Passage:
Since I'm not sure about the order, I'd rather just keep them there since I don't think a lot separates these characters.

5 protaginists on top I see. No accident I guess, I like when characters show growth. One could say Luffy and Son Goku don't grow much, but I just love their personalities and reactions, even if they could be called generic. Lots of shonen authors try to make good aloof characters, but I think Oda and Toriyama has managed way more with Luffy and Son Goku than other authors manage.


----------



## Dream Brother (Jun 9, 2010)

p-lou said:


> takahashi teeters back and forth between being the most interesting character in real to mind numbingly frustrating and underwhelming.  i think his part of the story and his struggle is the most fascinating (certainly the one i'm least familiar with), but at the end of the day nomiya's striving to be normal when he still is (relatively) normal hits a lot closer to home and is more interesting to see.
> 
> though i've only read 7 volumes so what do i know maybe something changes.



I think Nomiya is also a great choice -- at first I didn't take to him, but after a while I began to see what Inoue was doing with his character, and more importantly, I began to empathise with him a lot more, despite the fact that his personality is so different to mine. I particularly love that odd dynamic he has with (I'll be vague to avoid spoiling anyone reading this) the girl in the hospital, the one from his chequered past. I really want to see more growth and interaction between those two, because I reckon there's a lot of potential there, and Inoue has already started down that road in a great way. He's a great character, and only continues to get better.

As for Takahashi, this is basically what I said back in 2008, when I had first read the manga:

_It's a credit to Inoue that he introduces a character that I utterly hate, and then later starts to really strip him to the bone and reveal the wounds there. It's not, of course, as crude as introducing a bastard and then suddenly making him all nice and sweet later -- that would feel artificial and patronising, which would cause it to automatically backfire. Instead, I still see how much of a punk Takahashi is, but I also begin to see why this is the case, and how he's simply a human at the end of the day. That stinging sarcasm/casual malicious behaviour that once annoyed me so much now almost comes across as pitiable, as you see how it's all just a way of shielding his own vulnerability. It reminds me of Faye's advice in Cowboy Bebop: “You know the first rule of combat? Shoot them before they can shoot you.”

Data provided:
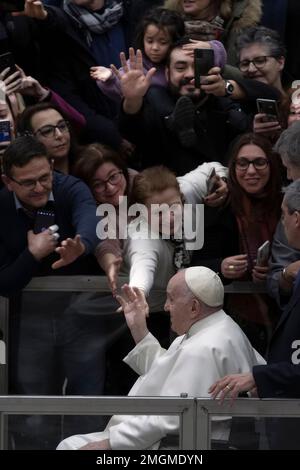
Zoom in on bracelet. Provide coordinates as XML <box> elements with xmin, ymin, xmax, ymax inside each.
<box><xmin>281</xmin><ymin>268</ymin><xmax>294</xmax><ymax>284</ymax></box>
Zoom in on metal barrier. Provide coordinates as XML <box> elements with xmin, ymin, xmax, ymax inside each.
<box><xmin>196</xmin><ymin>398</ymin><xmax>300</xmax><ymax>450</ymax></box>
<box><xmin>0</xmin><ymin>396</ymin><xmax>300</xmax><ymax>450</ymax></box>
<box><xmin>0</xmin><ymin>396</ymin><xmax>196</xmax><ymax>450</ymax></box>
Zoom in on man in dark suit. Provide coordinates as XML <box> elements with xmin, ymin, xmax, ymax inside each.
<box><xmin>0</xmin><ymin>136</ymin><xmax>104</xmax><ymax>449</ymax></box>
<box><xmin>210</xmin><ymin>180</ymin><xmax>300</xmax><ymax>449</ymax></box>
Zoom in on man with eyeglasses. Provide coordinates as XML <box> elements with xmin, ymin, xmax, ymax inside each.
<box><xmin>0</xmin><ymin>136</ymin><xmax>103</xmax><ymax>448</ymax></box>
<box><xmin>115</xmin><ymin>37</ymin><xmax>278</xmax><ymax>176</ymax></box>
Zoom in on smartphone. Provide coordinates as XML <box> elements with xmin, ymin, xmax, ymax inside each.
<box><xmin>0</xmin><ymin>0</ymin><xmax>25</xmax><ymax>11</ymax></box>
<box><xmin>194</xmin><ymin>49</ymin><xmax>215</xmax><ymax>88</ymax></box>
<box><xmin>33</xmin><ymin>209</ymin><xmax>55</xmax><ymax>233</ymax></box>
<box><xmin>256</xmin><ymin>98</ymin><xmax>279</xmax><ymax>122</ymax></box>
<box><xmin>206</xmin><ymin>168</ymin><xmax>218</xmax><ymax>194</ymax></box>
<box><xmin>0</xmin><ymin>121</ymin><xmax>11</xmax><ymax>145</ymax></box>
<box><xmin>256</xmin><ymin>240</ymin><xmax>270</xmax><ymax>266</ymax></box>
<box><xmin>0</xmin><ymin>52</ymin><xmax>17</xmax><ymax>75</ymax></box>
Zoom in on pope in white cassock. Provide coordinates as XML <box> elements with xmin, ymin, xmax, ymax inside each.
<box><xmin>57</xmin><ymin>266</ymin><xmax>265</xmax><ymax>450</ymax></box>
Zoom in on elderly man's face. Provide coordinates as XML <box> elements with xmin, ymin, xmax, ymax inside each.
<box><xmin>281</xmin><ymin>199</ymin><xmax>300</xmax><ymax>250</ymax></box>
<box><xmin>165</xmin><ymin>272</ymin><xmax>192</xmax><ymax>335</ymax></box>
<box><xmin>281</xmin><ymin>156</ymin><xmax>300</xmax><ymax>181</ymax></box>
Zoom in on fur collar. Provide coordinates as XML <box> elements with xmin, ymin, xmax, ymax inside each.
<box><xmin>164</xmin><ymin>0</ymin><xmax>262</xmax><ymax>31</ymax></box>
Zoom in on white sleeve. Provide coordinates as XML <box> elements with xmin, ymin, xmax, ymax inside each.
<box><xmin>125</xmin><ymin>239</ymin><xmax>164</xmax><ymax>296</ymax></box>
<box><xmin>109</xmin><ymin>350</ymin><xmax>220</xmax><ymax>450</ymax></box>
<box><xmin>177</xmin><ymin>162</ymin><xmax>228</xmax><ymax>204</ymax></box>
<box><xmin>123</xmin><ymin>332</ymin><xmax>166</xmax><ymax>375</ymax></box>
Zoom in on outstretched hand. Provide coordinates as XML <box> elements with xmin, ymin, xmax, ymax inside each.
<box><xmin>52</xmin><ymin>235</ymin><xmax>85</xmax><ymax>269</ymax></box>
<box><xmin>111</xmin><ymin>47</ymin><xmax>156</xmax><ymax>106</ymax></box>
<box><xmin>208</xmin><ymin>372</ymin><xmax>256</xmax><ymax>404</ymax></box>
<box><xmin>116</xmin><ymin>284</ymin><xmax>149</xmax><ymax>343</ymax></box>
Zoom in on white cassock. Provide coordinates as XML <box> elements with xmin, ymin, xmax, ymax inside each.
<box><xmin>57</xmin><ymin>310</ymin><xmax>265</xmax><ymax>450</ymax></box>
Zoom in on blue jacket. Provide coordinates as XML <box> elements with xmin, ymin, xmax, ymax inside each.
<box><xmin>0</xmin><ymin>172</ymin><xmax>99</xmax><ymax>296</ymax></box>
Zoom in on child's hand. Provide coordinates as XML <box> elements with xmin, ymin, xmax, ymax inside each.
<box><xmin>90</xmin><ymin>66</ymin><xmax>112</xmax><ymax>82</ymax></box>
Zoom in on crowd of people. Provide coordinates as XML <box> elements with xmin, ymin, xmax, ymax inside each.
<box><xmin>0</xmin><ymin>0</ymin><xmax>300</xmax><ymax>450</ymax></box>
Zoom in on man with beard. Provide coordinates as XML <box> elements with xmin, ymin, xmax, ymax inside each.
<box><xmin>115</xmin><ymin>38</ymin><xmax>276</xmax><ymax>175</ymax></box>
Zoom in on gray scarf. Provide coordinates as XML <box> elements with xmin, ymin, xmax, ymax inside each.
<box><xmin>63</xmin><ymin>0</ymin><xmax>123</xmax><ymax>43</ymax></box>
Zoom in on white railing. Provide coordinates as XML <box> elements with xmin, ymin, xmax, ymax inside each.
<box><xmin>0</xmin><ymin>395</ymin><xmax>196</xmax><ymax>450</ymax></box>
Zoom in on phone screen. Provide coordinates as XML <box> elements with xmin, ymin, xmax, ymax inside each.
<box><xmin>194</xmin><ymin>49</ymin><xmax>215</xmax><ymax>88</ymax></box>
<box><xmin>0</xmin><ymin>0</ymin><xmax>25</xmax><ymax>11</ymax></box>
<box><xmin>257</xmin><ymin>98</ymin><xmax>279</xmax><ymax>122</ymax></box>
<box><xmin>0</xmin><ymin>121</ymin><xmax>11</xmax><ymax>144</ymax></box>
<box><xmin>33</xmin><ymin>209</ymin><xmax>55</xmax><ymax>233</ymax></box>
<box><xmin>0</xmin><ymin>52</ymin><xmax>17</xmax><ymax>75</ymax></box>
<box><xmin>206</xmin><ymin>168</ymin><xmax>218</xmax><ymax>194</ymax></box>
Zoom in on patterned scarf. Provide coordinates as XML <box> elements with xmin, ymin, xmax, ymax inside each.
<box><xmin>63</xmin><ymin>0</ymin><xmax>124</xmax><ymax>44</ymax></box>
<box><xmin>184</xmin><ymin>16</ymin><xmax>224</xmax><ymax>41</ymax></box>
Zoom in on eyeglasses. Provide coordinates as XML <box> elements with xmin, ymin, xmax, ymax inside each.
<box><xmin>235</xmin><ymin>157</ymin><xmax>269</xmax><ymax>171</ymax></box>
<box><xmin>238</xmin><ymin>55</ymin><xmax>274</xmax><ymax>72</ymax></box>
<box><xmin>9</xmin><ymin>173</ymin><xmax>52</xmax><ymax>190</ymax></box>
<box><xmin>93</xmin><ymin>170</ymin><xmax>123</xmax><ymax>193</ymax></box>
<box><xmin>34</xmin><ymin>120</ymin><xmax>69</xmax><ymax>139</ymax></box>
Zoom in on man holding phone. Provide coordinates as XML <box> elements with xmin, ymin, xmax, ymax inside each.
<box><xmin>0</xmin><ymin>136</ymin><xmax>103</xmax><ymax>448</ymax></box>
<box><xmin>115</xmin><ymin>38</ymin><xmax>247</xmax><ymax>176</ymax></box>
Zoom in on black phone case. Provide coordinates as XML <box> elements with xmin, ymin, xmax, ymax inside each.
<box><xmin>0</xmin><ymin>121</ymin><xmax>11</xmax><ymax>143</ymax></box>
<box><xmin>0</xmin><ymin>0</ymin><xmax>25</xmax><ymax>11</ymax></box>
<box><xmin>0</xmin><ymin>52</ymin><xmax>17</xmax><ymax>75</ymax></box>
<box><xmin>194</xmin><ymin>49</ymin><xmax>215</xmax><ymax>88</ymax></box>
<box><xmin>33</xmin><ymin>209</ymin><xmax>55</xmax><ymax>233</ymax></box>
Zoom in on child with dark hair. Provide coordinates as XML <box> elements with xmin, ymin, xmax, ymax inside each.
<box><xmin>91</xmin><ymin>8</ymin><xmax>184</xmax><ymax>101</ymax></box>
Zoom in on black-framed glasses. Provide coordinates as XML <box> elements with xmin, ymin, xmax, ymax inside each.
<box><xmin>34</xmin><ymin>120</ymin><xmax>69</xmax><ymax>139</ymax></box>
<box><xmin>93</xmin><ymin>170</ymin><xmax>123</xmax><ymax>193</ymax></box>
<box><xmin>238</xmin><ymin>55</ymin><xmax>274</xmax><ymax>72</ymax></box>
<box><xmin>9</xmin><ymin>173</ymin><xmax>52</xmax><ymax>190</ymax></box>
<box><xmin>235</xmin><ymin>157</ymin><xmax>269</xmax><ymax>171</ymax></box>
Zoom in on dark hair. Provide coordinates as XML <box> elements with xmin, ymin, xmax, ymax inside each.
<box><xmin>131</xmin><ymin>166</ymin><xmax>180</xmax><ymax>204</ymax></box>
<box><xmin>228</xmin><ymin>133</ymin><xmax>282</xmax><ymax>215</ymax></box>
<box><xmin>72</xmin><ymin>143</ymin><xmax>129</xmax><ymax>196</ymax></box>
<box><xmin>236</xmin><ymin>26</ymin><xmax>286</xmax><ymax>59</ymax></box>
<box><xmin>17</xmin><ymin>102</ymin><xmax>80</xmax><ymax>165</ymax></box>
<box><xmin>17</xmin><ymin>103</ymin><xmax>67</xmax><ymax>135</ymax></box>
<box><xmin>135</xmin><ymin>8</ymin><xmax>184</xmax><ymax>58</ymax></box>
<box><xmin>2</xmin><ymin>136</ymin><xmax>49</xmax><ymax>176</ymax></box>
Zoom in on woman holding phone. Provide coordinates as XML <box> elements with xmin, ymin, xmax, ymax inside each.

Questions to answer:
1) For the manga thread, decide whether each statement agrees with it: (a) Dream Brother liked Nomiya from the start; (b) p-lou had read only seven volumes; (c) Dream Brother first read the manga in 2008. For each, answer yes or no and quote the words of the thread that settle it.
2) Give again the part of the manga thread that begins at the words "I think Nomiya" and stops after "to get better.".

Solutions in order:
1)
(a) No: "at first I didn't take to him"
(b) Yes: "i've only read 7 volumes"
(c) Yes: "back in 2008, when I had first read the manga"

2)
I think Nomiya is also a great choice -- at first I didn't take to him, but after a while I began to see what Inoue was doing with his character, and more importantly, I began to empathise with him a lot more, despite the fact that his personality is so different to mine. I particularly love that odd dynamic he has with (I'll be vague to avoid spoiling anyone reading this) the girl in the hospital, the one from his chequered past. I really want to see more growth and interaction between those two, because I reckon there's a lot of potential there, and Inoue has already started down that road in a great way. He's a great character, and only continues to get better.